----- Exercise materials -----

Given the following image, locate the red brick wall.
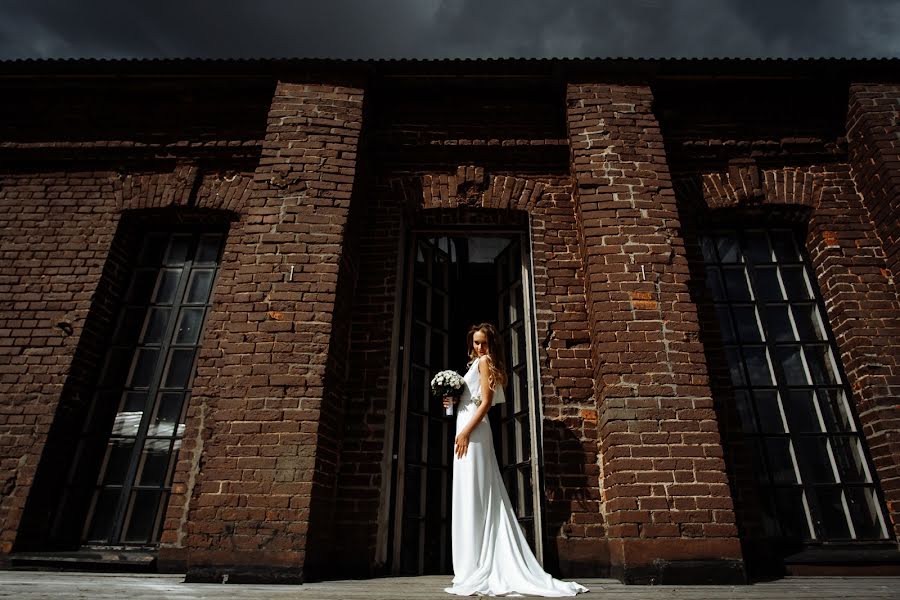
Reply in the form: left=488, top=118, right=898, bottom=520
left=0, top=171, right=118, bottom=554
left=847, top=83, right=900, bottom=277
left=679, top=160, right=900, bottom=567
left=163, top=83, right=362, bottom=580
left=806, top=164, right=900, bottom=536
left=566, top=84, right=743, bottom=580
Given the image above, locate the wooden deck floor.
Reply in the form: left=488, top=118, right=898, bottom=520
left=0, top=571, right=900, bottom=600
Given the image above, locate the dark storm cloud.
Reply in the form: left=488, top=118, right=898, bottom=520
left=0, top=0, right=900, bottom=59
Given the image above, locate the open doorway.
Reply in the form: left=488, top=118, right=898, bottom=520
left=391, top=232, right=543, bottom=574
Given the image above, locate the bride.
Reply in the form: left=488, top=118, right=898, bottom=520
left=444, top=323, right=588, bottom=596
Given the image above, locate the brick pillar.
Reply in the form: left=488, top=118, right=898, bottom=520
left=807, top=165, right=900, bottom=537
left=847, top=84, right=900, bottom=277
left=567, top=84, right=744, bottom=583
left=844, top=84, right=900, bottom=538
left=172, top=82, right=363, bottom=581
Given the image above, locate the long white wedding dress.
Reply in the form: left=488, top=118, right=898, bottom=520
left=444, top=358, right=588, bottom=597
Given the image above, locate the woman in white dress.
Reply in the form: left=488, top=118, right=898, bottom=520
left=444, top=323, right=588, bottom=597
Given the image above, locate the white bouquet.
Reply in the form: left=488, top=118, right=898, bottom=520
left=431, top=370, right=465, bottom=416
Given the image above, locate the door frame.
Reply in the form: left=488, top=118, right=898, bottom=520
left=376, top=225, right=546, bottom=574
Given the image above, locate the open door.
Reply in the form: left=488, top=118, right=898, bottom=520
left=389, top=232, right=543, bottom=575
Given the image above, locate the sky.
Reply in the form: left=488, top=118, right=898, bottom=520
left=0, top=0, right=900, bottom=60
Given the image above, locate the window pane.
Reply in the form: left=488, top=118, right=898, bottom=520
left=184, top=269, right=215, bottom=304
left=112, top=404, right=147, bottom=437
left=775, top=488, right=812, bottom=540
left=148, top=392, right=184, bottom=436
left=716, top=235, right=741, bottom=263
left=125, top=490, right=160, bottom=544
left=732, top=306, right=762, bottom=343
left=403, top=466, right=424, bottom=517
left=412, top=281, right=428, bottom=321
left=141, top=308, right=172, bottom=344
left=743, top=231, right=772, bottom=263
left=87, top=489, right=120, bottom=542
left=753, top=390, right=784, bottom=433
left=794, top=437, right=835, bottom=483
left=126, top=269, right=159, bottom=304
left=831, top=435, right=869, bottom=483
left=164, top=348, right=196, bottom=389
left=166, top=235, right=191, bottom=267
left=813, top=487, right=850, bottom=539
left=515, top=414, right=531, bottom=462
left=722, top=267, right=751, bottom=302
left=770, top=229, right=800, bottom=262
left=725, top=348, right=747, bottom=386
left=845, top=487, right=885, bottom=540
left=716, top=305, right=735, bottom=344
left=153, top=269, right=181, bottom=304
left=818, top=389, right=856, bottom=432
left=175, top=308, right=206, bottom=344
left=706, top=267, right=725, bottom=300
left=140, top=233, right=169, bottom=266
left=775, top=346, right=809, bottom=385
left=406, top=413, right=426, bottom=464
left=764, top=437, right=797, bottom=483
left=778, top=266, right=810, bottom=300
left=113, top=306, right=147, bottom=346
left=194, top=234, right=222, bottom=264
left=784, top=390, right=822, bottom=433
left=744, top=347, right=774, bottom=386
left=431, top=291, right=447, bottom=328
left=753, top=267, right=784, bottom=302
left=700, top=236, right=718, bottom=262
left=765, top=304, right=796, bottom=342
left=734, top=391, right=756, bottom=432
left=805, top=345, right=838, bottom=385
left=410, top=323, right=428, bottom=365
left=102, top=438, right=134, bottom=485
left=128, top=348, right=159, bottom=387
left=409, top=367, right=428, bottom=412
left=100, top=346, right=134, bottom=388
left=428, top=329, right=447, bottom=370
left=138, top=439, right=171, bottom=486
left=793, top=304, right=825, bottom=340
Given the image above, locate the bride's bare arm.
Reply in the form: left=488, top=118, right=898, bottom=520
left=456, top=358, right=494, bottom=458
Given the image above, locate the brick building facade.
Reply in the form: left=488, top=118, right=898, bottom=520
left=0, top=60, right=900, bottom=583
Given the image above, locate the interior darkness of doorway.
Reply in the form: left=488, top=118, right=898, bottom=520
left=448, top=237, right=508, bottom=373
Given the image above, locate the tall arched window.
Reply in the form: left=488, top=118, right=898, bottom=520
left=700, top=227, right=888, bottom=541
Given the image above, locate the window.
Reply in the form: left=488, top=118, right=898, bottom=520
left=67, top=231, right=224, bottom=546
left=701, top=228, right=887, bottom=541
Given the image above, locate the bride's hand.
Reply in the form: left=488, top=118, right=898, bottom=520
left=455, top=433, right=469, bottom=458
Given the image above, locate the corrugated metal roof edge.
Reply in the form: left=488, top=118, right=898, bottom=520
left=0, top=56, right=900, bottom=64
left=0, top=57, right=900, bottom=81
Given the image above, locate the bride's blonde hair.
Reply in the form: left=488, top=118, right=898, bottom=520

-----

Aim of the task: Turn every line of the records above into a numbered list, skipping any blank lines. Leave the pictures out of your answer.

Response:
1. Given the following image, locate the red brick wall.
2. Reply in the form: left=488, top=118, right=898, bottom=520
3. left=0, top=171, right=118, bottom=554
4. left=847, top=83, right=900, bottom=277
5. left=679, top=160, right=900, bottom=567
6. left=163, top=83, right=362, bottom=580
7. left=806, top=164, right=900, bottom=536
8. left=566, top=84, right=743, bottom=580
9. Given the image above, locate the wooden deck floor.
10. Reply in the form: left=488, top=118, right=898, bottom=520
11. left=0, top=571, right=900, bottom=600
12. Given the image above, locate the dark storm cloud.
13. Reply in the form: left=488, top=118, right=898, bottom=520
14. left=0, top=0, right=900, bottom=59
15. Given the image above, locate the open doorway.
16. Reply in the form: left=488, top=118, right=898, bottom=520
17. left=391, top=232, right=543, bottom=574
18. Given the image above, locate the bride.
19. Reply in the form: left=488, top=118, right=898, bottom=520
20. left=444, top=323, right=588, bottom=596
21. Given the image above, locate the brick pillar.
22. Reply in the form: left=488, top=118, right=898, bottom=520
23. left=807, top=165, right=900, bottom=537
24. left=847, top=84, right=900, bottom=277
25. left=567, top=84, right=744, bottom=583
26. left=844, top=84, right=900, bottom=538
27. left=172, top=82, right=363, bottom=581
28. Given the image above, locate the long white wedding dress.
29. Reply in the form: left=488, top=118, right=898, bottom=520
30. left=444, top=358, right=588, bottom=597
31. Given the image above, locate the woman in white dress.
32. Reply in the form: left=488, top=118, right=898, bottom=520
33. left=444, top=323, right=588, bottom=597
34. Given the image above, locate the white bouquet.
35. Reply in the form: left=488, top=118, right=898, bottom=520
36. left=431, top=370, right=465, bottom=416
37. Given the image above, locate the door frame.
38. Reply in the form: left=488, top=118, right=898, bottom=520
39. left=376, top=225, right=546, bottom=574
40. Given the image above, locate the open door.
41. Reply in the form: left=488, top=118, right=898, bottom=520
42. left=389, top=232, right=543, bottom=575
43. Given the image above, locate the sky.
44. Reply in the form: left=488, top=118, right=898, bottom=520
45. left=0, top=0, right=900, bottom=60
46. Given the image above, locate the window pane.
47. Reply in the form: left=488, top=118, right=898, bottom=520
48. left=184, top=269, right=215, bottom=304
49. left=112, top=404, right=147, bottom=437
50. left=775, top=488, right=812, bottom=540
51. left=148, top=392, right=184, bottom=436
52. left=716, top=235, right=741, bottom=263
53. left=125, top=490, right=160, bottom=544
54. left=732, top=306, right=762, bottom=343
55. left=403, top=466, right=424, bottom=517
56. left=412, top=281, right=428, bottom=321
57. left=141, top=308, right=172, bottom=344
58. left=743, top=231, right=772, bottom=263
59. left=87, top=489, right=120, bottom=542
60. left=753, top=390, right=784, bottom=433
61. left=794, top=437, right=835, bottom=483
62. left=126, top=269, right=159, bottom=304
63. left=831, top=435, right=869, bottom=483
64. left=164, top=348, right=196, bottom=389
65. left=166, top=235, right=191, bottom=267
66. left=813, top=487, right=850, bottom=539
67. left=515, top=414, right=531, bottom=462
68. left=722, top=267, right=751, bottom=302
69. left=770, top=229, right=800, bottom=262
70. left=725, top=348, right=747, bottom=386
71. left=845, top=487, right=885, bottom=540
72. left=716, top=305, right=735, bottom=344
73. left=153, top=269, right=181, bottom=304
74. left=818, top=389, right=856, bottom=432
75. left=175, top=308, right=206, bottom=344
76. left=706, top=267, right=725, bottom=300
77. left=140, top=233, right=169, bottom=266
78. left=775, top=346, right=809, bottom=385
79. left=406, top=413, right=426, bottom=464
80. left=764, top=437, right=797, bottom=483
81. left=778, top=266, right=810, bottom=300
82. left=113, top=306, right=147, bottom=346
83. left=194, top=234, right=222, bottom=264
84. left=784, top=390, right=822, bottom=433
85. left=744, top=347, right=774, bottom=386
86. left=431, top=291, right=447, bottom=328
87. left=753, top=267, right=784, bottom=302
88. left=700, top=236, right=718, bottom=262
89. left=765, top=304, right=796, bottom=342
90. left=734, top=391, right=756, bottom=432
91. left=805, top=345, right=838, bottom=385
92. left=410, top=323, right=428, bottom=365
93. left=102, top=438, right=134, bottom=485
94. left=128, top=348, right=159, bottom=387
95. left=409, top=367, right=428, bottom=412
96. left=100, top=346, right=134, bottom=388
97. left=428, top=329, right=447, bottom=370
98. left=138, top=439, right=171, bottom=486
99. left=793, top=304, right=825, bottom=340
100. Given the image above, locate the bride's bare arm.
101. Reply in the form: left=488, top=118, right=898, bottom=520
102. left=456, top=358, right=494, bottom=458
103. Given the image above, locate the brick building facade.
104. Reply in the form: left=488, top=118, right=898, bottom=520
105. left=0, top=60, right=900, bottom=583
106. Given the image above, locate the interior darkness of doorway.
107. Reply in the form: left=488, top=118, right=898, bottom=520
108. left=448, top=237, right=508, bottom=373
109. Given the image above, locate the tall arched window.
110. Reply in the form: left=488, top=118, right=898, bottom=520
111. left=700, top=227, right=888, bottom=541
112. Given the image above, locate the window.
113. Reply in the form: left=488, top=118, right=898, bottom=520
114. left=67, top=231, right=224, bottom=546
115. left=701, top=228, right=887, bottom=541
116. Given the image above, locate the bride's hand.
117. Reply in the form: left=488, top=118, right=898, bottom=520
118. left=455, top=433, right=469, bottom=458
119. Given the image above, locate the corrugated metal roof edge.
120. Reply in the form: left=488, top=118, right=898, bottom=520
121. left=0, top=56, right=900, bottom=64
122. left=0, top=57, right=900, bottom=81
123. Given the image above, locate the bride's blonde hair.
124. Reply in the form: left=488, top=118, right=898, bottom=520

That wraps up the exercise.